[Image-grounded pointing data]
━━━━━━━━━━━━━━━━

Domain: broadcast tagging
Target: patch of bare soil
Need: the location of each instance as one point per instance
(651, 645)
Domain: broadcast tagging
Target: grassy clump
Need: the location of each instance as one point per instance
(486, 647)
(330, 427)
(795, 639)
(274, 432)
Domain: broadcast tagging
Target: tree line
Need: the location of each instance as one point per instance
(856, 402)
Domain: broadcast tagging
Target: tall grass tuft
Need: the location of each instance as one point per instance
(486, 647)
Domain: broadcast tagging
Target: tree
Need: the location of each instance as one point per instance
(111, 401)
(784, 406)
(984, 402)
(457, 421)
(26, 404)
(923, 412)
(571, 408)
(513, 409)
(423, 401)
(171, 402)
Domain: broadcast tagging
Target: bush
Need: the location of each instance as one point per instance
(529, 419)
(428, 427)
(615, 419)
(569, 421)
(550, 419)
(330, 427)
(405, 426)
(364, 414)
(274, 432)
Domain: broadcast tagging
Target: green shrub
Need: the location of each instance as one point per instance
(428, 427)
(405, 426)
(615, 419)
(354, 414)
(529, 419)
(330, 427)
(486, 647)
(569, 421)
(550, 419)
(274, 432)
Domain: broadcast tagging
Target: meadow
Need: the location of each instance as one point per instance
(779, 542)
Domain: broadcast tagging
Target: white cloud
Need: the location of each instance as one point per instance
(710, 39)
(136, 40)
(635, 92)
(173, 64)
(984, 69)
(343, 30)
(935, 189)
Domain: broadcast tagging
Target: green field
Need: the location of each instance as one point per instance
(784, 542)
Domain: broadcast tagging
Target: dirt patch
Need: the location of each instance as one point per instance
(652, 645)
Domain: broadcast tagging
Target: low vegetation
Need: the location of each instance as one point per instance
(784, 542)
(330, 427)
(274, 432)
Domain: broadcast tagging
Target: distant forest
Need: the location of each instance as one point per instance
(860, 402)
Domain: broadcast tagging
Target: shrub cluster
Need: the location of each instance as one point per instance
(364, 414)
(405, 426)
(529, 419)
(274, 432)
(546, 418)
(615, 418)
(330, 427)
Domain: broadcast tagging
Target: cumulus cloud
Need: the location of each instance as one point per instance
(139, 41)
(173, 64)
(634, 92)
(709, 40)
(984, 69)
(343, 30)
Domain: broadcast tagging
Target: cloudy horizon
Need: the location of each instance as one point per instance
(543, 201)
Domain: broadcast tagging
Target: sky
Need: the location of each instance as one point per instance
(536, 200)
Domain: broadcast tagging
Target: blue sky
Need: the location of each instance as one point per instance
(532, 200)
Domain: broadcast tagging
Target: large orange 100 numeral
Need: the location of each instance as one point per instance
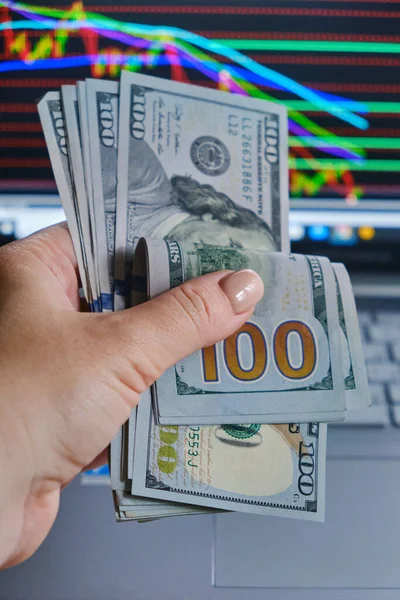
(281, 348)
(259, 351)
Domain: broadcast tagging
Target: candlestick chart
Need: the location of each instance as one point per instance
(334, 64)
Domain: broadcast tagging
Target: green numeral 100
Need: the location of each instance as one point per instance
(167, 457)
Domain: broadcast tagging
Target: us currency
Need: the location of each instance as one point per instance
(198, 165)
(266, 469)
(355, 373)
(71, 116)
(284, 365)
(85, 140)
(52, 121)
(102, 98)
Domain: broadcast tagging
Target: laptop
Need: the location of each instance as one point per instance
(347, 209)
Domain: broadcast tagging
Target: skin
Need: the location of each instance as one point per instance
(208, 230)
(70, 379)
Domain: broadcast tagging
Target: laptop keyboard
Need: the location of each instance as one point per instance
(380, 332)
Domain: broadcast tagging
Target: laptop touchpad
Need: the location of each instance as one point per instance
(357, 547)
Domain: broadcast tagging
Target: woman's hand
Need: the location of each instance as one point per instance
(69, 380)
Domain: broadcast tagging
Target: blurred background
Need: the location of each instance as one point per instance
(344, 159)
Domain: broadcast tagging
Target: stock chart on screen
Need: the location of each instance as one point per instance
(334, 64)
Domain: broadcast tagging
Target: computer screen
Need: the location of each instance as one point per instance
(333, 63)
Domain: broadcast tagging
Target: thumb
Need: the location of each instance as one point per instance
(197, 314)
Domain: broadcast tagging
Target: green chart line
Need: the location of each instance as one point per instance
(373, 107)
(312, 46)
(359, 142)
(327, 164)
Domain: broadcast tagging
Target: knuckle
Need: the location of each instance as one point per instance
(198, 306)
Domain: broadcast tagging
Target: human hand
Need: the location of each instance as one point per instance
(70, 379)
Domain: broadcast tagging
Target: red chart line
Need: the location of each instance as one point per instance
(358, 61)
(17, 107)
(289, 35)
(274, 35)
(22, 142)
(17, 163)
(243, 10)
(20, 127)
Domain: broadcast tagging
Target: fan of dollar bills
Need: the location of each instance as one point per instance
(202, 176)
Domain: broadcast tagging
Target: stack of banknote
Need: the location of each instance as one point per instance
(161, 182)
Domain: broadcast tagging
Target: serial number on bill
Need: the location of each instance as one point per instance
(242, 127)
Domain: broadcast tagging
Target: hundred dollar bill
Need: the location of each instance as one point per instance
(198, 165)
(85, 139)
(283, 365)
(52, 120)
(102, 101)
(71, 116)
(266, 469)
(354, 370)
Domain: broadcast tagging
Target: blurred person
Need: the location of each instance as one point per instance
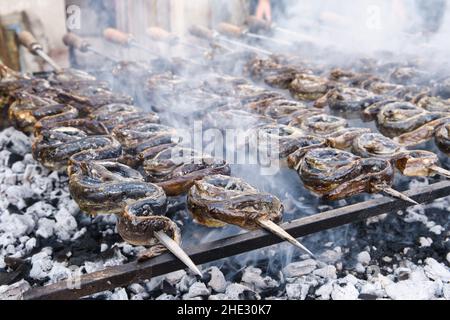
(269, 10)
(431, 15)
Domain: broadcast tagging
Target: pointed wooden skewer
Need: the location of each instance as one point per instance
(396, 194)
(441, 171)
(175, 248)
(277, 230)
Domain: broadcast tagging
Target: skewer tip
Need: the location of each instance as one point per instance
(441, 171)
(175, 248)
(396, 194)
(277, 230)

━━━━━━━━━━━━━━━━

- WHAT YOU NEED TO DO: Repeat the records above exactly, without pictures.

- ANSWER AREA:
Domain: broadcast tagging
Target: patch of bare soil
Need: the location of each instance as one point per instance
(651, 645)
Domain: broadcast tagging
Target: grassy clump
Need: the location of each instance as one point per instance
(486, 647)
(330, 427)
(795, 639)
(274, 432)
Domain: broadcast tagging
Target: tree line
Need: the location of each instance as one point per instance
(856, 402)
Domain: broadcast tagging
Target: tall grass tuft
Need: the location of each instance as one point per instance
(486, 647)
Domain: broadcast tagging
Target: tree
Need: the location of each instance as one point per instance
(111, 401)
(784, 406)
(984, 402)
(457, 421)
(26, 404)
(923, 412)
(571, 408)
(513, 409)
(423, 401)
(171, 402)
Domain: broadcast tagging
Target: bush
Need: the location of each instance as one point per instance
(529, 419)
(428, 427)
(615, 419)
(569, 421)
(550, 419)
(330, 427)
(405, 426)
(364, 414)
(274, 432)
Domain: broadcast tagging
Target: green shrub
Need: the location of each instance as one point per instance
(428, 427)
(405, 426)
(615, 419)
(354, 414)
(529, 419)
(330, 427)
(486, 647)
(569, 421)
(550, 419)
(274, 432)
Domain: broadcast tagging
Target: meadow
Need: the location of each instance as one point per instance
(779, 542)
Domain: broadcast tagging
Target: white cloud
Need: the location of each instance as one point per instance
(710, 39)
(136, 40)
(635, 92)
(173, 64)
(984, 69)
(343, 30)
(935, 189)
Domain: broadcast tagging
Target: green field
Need: the location of each instance as one point per instance
(784, 542)
Domain: broadcast tagging
Target: dirt patch
Need: the location of each instance as one point per instance
(652, 645)
Domain: broadcast tagging
Target: low vegetation
Need: the location of each instance as one point per instance
(784, 542)
(330, 427)
(274, 432)
Domain: broadcast tagging
Target: distant forest
Need: the location of each instance as one point per instance
(860, 402)
Domain: broadcast tagging
Target: shrub cluster
Need: the location of each instance as one point per instance
(364, 414)
(405, 426)
(529, 419)
(274, 432)
(546, 418)
(615, 418)
(330, 427)
Domain: broadcast tagging
Target: cumulus cloud
Need: the location of each instance as one point per instance
(139, 41)
(173, 64)
(634, 92)
(709, 40)
(984, 69)
(343, 30)
Domain: broadcast tagging
Target: cloudy horizon
Need: the location of each instance as one point per instance
(543, 201)
Domain: broadcast tagging
Target: sky
Need: the location of each instance as one point per instance
(536, 200)
Domain: broadcast tagging
Target: blue sky
Need: the location of each instance as one point per instance
(532, 200)
Domain: broadcast tagging
Target: large orange 100 numeral
Need: the location of each instance as one point per instance
(281, 348)
(259, 351)
Domain: broadcast tagging
Target: candlestick chart
Need: the location of each instance as one point per instance
(334, 64)
Domain: broadcast tagging
Target: green numeral 100
Need: the location of each instance as one point per instance
(167, 457)
Domain: broadcast tagging
Target: us currency
Need: the location of each instance as one point per instance
(198, 165)
(266, 469)
(355, 373)
(71, 116)
(284, 365)
(85, 140)
(52, 121)
(102, 98)
Domain: broadcast tagging
Target: laptop
Need: the location of each instance as one point per instance
(347, 209)
Domain: broadcast tagging
Target: skin
Need: the location of each instance as one point per instance
(208, 230)
(70, 379)
Domain: broadcast tagging
Target: laptop keyboard
Need: the location of each instance as one point per instance
(380, 332)
Domain: broadcast tagging
Target: laptop touchpad
Need: the location of each instance as one point per instance
(357, 547)
Domain: broadcast tagging
Target: woman's hand
Need: the location of each instance as one point per instance
(69, 380)
Domain: broadcast tagging
Target: blurred background
Need: the location of each instance as one point per instance
(344, 159)
Domain: broadcast tagging
Target: stock chart on screen
Need: the location of each instance as one point per instance
(334, 64)
Domain: broadcast tagging
Target: computer screen
Need: the location of each instance as one point per instance
(333, 63)
Domain: broadcast tagging
Target: thumb
Need: the location of each instance as one point per instance
(197, 314)
Domain: broadcast tagging
Target: green chart line
Need: the location of each instance as one point per instance
(373, 107)
(312, 46)
(359, 142)
(327, 164)
Domain: broadcast tagging
Target: knuckle
Need: the location of each instance as one point per instance
(198, 306)
Domain: broadcast tagging
Target: human hand
Need: the location of each instance as one point per instance
(70, 379)
Domain: broadcast tagging
Target: red chart line
Need: the location of each instance as one point per instance
(358, 61)
(17, 107)
(289, 35)
(274, 35)
(22, 142)
(17, 163)
(243, 10)
(20, 127)
Domain: broadcast tagging
Target: fan of dollar bills
Need: the location of each instance as one point per instance
(202, 176)
Domain: broadcast tagging
Target: stack of banknote
Need: the location of each instance as one point per instance
(161, 182)
Domain: broadcast tagging
Target: serial number on bill
Need: the location of each instance as one point per instance
(242, 127)
Domain: broadcast tagging
Target: hundred dollar bill
Need: the location of each instance as one point per instance
(198, 165)
(85, 139)
(283, 365)
(52, 120)
(102, 101)
(71, 116)
(266, 469)
(354, 370)
Domain: broadcast tagging
Target: blurred person
Need: the location of each instance as one point per instance
(269, 10)
(431, 15)
Domain: broadcast tagging
Target: pointed wooden skewer
Need: the location of each instance as one point per instance
(396, 194)
(441, 171)
(175, 248)
(277, 230)
Domain: broadcast tagging
Target: skewer tip
Need: the location of each instance as one point per instance
(441, 171)
(175, 248)
(396, 194)
(277, 230)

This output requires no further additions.